• Document segment:
----

Yelp Data Analysis with Hive and Scalding in Azure

Running hive queries, scalding jobs on hdinsight HDinsight can be used for quickly starting up with Hadoop and anlysing data.

Some theory about traditional Hadoop vs hdinsight: https://azure.microsoft.com/sv-se/documentation/articles/hdinsight-hadoop-use-blob-storage/

Requirements

Azure Account
Internet access

Dataset

Yelp dataset https://www.yelp.com/dataset_challenge/
businesses table
reviews table

Software

Putty (Windows only) for ssh
InteliJ Idea
Cyberduck for uploading data to azure storage

Getting started

Create HDinisght cluster Marketplace -> HDinsight
Login to Ambari cluster management https://CLUSTER.azurehdinsight.net/#/main/dashboard/metrics
ssh to edge node

ssh [ssh_username]@[cluster_name]-ssh.azurehdinsight.net

[UPDATE: Skip this step for now] Normalize data

Get Yelp dataset https://www.yelp.com/dataset_challenge/ Clean the data with https://github.com/vsmida/hdinsight-demo/blob/develop/scripts/convert.py

Extract data.

tar -xvf yelp_phoenix_academic_dataset.tar
cd yelp_phoenix_academic_dataset

wget https://raw.github.com/vsmida/hdinsight-demo/blob/develop/scripts/convert.py
yelp_phoenix_academic_dataset$ ls

convert.py notes.txt READ_FIRST-Phoenix_Academic_Dataset_Agreement-3-11-13.pdf yelp_academic_dataset_business.json yelp_academic_dataset_checkin.json yelp_academic_dataset_review.json yelp_academic_dataset_user.json

Convert it to TSV.

chmod +x convert.py
./convert.py

The column headers will be printed by the above script.

----

Saved data entries
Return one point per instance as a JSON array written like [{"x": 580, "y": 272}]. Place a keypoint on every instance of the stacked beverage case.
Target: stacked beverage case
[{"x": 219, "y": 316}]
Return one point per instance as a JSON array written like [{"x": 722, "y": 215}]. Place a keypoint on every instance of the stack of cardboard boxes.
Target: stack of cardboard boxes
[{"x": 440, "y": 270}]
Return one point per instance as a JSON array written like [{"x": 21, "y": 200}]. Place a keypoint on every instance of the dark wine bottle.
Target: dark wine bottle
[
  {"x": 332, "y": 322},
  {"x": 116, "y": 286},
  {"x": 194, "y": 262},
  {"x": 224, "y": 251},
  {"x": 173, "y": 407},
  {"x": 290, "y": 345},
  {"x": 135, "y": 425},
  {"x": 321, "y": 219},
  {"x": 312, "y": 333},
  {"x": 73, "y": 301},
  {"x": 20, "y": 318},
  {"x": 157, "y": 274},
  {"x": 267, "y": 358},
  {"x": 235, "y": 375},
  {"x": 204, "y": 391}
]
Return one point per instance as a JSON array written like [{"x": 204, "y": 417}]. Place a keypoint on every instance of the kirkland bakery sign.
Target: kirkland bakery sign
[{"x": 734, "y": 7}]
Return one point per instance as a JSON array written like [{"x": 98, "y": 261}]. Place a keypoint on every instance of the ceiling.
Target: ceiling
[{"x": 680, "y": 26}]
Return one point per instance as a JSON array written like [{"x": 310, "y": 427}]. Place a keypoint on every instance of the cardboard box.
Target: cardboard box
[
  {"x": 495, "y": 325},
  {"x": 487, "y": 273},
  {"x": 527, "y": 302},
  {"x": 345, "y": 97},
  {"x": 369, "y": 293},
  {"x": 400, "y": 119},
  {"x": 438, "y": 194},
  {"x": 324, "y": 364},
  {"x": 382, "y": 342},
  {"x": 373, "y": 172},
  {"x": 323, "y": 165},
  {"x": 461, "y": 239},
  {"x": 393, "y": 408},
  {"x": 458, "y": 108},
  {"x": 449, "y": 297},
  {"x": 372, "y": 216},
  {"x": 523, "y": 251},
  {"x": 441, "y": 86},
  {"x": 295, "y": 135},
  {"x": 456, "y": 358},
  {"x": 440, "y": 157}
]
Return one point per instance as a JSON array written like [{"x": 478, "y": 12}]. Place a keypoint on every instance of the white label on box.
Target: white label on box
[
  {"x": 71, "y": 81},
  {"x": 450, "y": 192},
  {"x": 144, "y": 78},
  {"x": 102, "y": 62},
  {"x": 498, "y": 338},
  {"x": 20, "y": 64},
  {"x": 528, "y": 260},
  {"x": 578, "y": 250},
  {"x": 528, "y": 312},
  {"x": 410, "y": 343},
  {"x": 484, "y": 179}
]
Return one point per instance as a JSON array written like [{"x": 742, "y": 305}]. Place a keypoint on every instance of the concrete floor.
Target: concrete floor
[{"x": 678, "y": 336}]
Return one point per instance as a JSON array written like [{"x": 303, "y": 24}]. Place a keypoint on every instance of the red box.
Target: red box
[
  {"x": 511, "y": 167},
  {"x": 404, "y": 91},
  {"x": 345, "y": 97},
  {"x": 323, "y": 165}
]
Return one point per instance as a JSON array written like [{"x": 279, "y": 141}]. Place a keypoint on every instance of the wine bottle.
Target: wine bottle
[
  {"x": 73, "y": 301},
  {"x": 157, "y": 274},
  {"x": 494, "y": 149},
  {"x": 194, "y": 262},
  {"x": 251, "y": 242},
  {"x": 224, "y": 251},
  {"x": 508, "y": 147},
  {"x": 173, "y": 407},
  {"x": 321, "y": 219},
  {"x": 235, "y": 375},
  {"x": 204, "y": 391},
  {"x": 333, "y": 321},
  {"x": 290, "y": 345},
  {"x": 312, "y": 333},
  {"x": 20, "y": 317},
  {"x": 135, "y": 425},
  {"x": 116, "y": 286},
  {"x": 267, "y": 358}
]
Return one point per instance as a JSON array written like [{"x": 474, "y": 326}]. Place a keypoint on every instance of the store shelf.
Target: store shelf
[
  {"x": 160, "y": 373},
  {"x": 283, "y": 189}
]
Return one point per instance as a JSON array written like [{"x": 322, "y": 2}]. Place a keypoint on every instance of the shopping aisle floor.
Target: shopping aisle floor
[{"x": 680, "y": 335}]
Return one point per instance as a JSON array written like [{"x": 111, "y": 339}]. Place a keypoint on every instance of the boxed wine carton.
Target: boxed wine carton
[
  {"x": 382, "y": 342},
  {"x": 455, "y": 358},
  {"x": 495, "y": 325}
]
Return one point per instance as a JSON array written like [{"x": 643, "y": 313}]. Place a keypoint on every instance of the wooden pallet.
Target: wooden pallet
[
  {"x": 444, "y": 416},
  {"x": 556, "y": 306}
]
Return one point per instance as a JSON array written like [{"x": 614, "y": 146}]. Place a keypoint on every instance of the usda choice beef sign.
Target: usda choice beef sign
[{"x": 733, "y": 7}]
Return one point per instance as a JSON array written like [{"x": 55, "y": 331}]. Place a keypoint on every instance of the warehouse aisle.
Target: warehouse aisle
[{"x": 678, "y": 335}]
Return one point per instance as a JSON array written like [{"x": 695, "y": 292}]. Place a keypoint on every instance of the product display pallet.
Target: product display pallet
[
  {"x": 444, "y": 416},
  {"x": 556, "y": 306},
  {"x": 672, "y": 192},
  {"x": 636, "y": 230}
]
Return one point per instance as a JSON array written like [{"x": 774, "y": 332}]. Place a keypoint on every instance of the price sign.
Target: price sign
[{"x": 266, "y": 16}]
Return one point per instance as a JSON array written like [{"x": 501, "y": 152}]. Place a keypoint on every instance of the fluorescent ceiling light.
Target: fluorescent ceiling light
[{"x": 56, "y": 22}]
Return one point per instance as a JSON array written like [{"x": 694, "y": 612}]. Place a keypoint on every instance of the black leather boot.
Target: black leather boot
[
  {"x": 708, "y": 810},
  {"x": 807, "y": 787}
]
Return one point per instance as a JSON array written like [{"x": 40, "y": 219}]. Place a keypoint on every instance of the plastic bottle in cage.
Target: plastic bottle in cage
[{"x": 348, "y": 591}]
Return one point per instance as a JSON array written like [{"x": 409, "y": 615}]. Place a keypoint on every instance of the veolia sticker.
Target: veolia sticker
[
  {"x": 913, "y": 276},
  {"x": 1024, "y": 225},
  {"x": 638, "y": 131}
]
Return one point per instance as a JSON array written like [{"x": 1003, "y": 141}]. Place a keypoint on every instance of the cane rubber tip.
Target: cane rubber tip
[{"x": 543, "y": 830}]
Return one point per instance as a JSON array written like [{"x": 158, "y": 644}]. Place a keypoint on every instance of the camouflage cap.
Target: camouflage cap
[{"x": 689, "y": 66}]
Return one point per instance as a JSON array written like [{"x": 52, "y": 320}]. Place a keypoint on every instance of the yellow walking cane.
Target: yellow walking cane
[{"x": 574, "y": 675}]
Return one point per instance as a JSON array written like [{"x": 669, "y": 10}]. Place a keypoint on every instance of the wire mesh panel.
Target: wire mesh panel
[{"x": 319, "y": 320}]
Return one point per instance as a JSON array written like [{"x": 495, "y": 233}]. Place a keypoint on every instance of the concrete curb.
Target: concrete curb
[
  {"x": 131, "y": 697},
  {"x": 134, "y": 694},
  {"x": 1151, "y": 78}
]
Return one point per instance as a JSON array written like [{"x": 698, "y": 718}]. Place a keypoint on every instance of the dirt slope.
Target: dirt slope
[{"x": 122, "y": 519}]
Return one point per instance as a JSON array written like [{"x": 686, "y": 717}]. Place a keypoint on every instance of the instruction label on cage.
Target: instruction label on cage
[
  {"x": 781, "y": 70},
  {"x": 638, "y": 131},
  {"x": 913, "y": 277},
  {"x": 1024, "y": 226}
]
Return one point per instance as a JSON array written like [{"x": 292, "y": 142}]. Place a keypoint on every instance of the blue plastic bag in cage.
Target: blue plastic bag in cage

----

• Goals:
A. In the page on Yelp data analysis with Hive and Scalding, list every file name ending in ".json" in the directory listing printed after the ls command.
B. Identify every line of the rows that contains the string "carton", matching case exactly.
The rows have no connection to the page on analyzing Yelp data in Azure.

• Task results:
A.
yelp_academic_dataset_business.json
yelp_academic_dataset_checkin.json
yelp_academic_dataset_review.json
yelp_academic_dataset_user.json

B.
Return one point per instance as a JSON array written like [{"x": 111, "y": 339}]. Place a keypoint on every instance of the boxed wine carton.
Target: boxed wine carton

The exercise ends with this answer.